Coordinate annotation entries:
********

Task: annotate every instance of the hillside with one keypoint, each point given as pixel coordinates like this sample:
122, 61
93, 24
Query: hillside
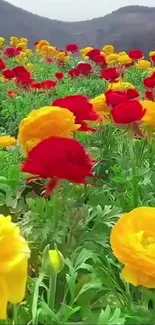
127, 28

********

- **GIVEN INSTRUCTION**: Reproduce every line of these rows word for word, leaving the pictures out.

- **EXERCISE SOLUTION**:
Task: annotate every instance of the hillside with one keypoint, each point given as pixel coordinates like this sample:
122, 61
93, 24
Query: hillside
127, 28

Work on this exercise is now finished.